# Start of Source passage
You were saying earlier that maybe the software business model with the multi-year high net dollar retention or more than a hundred percent net dollar retention, like enterprise contracts, like the best asset to own in the world. And obviously the world has funded a lot of these things. But then on the other hand, I think you're quite skeptical that most of them should be venture funded or funded in the way that's become very popular. So how do you reconcile those 2 things? You have a fairly negative view of like venture funded venture equity funded growth for software businesses or software businesses that aren't already profitable.

Speaker 1

01:22:38 - 01:22:47

So talk about having looked at God knows how many of these things over the last 10 years, the major things you've learned about the funding type and source and the quality of the business.

Speaker 3

01:22:48 - 01:23:18

Venture capitalists started to fund high capex businesses with very low probability of success, that if they did succeed would have humongous outcomes. And your Average software company does not hit any of those marks. And so I think if you're gonna raise venture, you should really have a very good reason. There are clearly businesses out there that are perfectly designed for venture capital. But Most people I think raise venture because of 1 of 2 reasons, at least initially.

Speaker 3

01:23:18 - 01:23:41

1 is because they don't know what else to do and it's the default path for starting a business. The other is it's just easier. So most businesses you could bootstrap the business by selling a customer and getting them to prepay. Basically every business you can do that in. And even the best venture funded founders I know have done that.
# End of Source passage
**Work to be completed**
Extend the conversation transcript about venture funding for software businesses, picking up right after its final sentence. The entries come from a separate source unrelated to the transcript.
# Start of Data excerpts
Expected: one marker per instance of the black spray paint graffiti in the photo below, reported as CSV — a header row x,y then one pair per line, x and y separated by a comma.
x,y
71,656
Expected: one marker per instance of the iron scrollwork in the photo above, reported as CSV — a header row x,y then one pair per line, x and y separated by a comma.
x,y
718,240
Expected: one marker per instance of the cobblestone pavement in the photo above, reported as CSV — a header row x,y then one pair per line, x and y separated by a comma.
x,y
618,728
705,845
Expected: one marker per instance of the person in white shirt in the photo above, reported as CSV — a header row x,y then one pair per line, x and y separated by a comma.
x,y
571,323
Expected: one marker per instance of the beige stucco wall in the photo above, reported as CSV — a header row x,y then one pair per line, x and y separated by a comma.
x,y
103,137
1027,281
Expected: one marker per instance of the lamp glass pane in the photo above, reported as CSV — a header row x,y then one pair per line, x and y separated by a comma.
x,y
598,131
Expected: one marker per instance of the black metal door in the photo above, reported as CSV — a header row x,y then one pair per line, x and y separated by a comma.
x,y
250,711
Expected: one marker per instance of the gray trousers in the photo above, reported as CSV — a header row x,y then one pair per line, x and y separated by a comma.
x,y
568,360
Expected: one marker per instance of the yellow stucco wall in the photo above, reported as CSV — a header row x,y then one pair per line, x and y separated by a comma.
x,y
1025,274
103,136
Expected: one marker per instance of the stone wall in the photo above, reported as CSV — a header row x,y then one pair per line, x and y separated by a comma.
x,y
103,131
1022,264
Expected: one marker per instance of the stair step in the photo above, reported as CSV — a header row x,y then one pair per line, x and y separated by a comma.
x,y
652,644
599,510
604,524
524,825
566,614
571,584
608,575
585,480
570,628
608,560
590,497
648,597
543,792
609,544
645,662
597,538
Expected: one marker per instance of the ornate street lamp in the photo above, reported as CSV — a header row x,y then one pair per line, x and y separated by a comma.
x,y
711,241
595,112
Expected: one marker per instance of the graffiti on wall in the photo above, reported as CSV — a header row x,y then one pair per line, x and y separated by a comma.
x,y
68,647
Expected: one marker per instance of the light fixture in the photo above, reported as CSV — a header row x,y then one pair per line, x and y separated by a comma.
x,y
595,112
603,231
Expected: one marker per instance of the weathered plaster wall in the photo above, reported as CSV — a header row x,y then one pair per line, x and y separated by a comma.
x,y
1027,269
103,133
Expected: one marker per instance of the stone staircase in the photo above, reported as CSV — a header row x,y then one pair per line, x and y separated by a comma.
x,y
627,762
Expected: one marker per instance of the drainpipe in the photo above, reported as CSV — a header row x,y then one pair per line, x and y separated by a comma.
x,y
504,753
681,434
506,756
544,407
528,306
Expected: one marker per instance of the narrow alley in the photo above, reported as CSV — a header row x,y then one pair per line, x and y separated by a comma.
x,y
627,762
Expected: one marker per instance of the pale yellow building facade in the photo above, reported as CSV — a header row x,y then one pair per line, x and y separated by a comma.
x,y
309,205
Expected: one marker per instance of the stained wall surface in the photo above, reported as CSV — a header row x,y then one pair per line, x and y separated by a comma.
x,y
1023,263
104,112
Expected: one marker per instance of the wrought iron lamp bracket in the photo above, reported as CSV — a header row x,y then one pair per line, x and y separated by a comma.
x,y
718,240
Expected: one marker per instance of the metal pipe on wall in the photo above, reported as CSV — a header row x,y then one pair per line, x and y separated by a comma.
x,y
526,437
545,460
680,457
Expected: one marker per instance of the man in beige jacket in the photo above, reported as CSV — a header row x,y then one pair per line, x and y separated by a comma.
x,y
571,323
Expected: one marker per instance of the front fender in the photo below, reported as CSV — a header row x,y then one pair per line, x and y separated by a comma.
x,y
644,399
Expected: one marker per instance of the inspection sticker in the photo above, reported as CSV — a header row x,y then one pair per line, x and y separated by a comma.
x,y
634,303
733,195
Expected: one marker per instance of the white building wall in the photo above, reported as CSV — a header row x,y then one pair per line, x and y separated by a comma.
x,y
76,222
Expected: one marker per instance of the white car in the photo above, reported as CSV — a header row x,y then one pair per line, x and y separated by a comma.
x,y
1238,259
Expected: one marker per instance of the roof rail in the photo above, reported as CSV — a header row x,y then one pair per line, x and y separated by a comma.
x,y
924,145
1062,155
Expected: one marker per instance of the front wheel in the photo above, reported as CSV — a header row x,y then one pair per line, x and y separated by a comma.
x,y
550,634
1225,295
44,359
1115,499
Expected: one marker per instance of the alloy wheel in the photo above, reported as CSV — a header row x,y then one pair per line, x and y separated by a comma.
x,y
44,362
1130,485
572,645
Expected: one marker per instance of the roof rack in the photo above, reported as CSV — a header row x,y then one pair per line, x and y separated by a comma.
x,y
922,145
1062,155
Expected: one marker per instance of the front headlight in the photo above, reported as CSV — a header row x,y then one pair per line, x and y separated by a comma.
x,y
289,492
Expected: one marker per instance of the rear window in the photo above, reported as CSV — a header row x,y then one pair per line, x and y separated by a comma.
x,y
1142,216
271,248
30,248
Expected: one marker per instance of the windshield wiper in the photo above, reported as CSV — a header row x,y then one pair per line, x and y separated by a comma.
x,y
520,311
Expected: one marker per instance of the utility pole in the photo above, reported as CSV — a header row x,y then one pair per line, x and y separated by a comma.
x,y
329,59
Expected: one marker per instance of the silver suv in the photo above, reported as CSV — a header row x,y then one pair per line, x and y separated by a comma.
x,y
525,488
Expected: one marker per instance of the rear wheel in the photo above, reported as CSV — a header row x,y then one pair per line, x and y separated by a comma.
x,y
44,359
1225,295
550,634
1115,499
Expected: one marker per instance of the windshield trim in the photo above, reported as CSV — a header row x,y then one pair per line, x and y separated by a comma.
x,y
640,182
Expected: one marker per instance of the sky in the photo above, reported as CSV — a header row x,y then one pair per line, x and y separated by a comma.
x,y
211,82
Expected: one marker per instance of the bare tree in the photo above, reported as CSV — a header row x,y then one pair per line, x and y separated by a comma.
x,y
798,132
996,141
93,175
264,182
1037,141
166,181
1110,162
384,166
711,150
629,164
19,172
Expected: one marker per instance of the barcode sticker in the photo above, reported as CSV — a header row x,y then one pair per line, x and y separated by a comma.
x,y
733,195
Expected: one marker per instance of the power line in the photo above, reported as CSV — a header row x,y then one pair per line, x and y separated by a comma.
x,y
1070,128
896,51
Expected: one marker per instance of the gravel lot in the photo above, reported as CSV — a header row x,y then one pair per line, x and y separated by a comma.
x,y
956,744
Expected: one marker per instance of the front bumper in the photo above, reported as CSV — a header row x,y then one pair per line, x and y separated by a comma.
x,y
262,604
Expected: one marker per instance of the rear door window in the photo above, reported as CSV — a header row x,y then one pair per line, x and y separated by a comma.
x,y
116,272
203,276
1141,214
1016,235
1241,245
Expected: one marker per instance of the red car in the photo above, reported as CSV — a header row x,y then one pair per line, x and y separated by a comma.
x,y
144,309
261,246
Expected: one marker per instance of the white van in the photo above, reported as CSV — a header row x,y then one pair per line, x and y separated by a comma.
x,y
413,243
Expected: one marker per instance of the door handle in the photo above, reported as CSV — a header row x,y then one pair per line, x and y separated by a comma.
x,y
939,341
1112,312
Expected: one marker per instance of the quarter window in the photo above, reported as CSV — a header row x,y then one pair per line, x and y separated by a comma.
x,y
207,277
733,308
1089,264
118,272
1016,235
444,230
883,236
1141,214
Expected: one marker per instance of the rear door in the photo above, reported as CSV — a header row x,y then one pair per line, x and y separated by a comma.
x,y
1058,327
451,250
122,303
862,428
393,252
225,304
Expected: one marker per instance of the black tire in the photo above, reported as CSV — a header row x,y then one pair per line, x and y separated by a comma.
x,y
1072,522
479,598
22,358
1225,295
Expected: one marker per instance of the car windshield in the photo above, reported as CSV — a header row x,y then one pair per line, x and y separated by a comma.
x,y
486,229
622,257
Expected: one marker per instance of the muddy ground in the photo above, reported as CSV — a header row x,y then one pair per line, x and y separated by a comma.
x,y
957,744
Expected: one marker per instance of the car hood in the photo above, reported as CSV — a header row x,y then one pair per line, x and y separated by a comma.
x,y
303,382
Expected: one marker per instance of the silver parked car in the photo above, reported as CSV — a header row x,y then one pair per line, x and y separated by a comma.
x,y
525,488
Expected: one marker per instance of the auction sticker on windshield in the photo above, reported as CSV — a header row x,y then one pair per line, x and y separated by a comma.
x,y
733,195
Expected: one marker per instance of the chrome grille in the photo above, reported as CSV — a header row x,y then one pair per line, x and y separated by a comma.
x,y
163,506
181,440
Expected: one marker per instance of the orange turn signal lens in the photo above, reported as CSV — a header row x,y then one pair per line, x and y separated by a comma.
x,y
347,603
# End of Data excerpts
**Result**
Speaker 3

01:23:41 - 01:24:02

But that's hard and it's easy to go get a couple million bucks and then you get an office, you pay yourself a salary and it's just easier. And to be honest, I don't really have any problem with that. Raising a few million dollars, especially from non-institutional, I wouldn't even consider that venture funding. It's some kind of weird hybrid thing. But once you start going institutional, that's when you really can't backtrack.

Speaker 3

01:24:03 - 01:24:24

And that's when I think people make a lot of mistakes. I really admire the businesses that bootstrap for a long time and then do a mega round like Elassian or GitHub or something. I just think you should be very intentional about it. If you're like, you know, We've scaled this thing and we really have this burning need for $20 million. And if we had $20 million, we could do this specific thing and it would really help our business.

Speaker 3

01:24:24 - 01:24:31

Great. You should raise venture. But most people don't have that. They're on the treadmill. Obviously their investors want to put more money into the company.

Speaker 3

01:24:31 - 01:25:03

And so I think that it's just become this weird default path when it's actually this very niche product that serves a very specific form of business. I always find it funny that people don't abuse convertible notes or safes more. There's a classic example of this in the valley of 1 company that did actually do a convertible note and then they just returned the money. And then the company went on to be a billion dollar business and the founder owned the whole thing and he didn't do anything illegal. He made everyone really angry because he violated a huge taboo.

Speaker 3

01:25:03 - 01:25:30

But if I recall, he was a foreign guy and I think he didn't know or didn't care about the cultural norms and he just read the contract to the letter and took it as a loan and gave the money back and never hit any of the conversion clauses and got the business off the ground. And I'm surprised people don't do that more, honestly, because that's often what you need. If you do need venture at all, you need 1 or 2000000 dollars to get you a couple of years and then you're off to the races. But yeah, I think it's just 1 of these very default things. It's easy to do.

Speaker 3

01:25:30 - 01:25:51

You get prestige for it. Obviously you can talk about how much money you've raised as a proxy for success and all this stuff. But I also don't think founders really understand the cost of raising venture if you don't have to. It can really hurt you financially and lifestyle wise. And it's funny too because really the companies that venture capitalists want to fund are also ones that should exclusively only take venture.

Speaker 3

01:25:51 - 01:26:03

Like the huge $10 million outcomes are generally not ones that could have got off the ground without capital. And so I actually think the incentives are fairly aligned, but there's just a lot of capital to deploy and people see it as default path.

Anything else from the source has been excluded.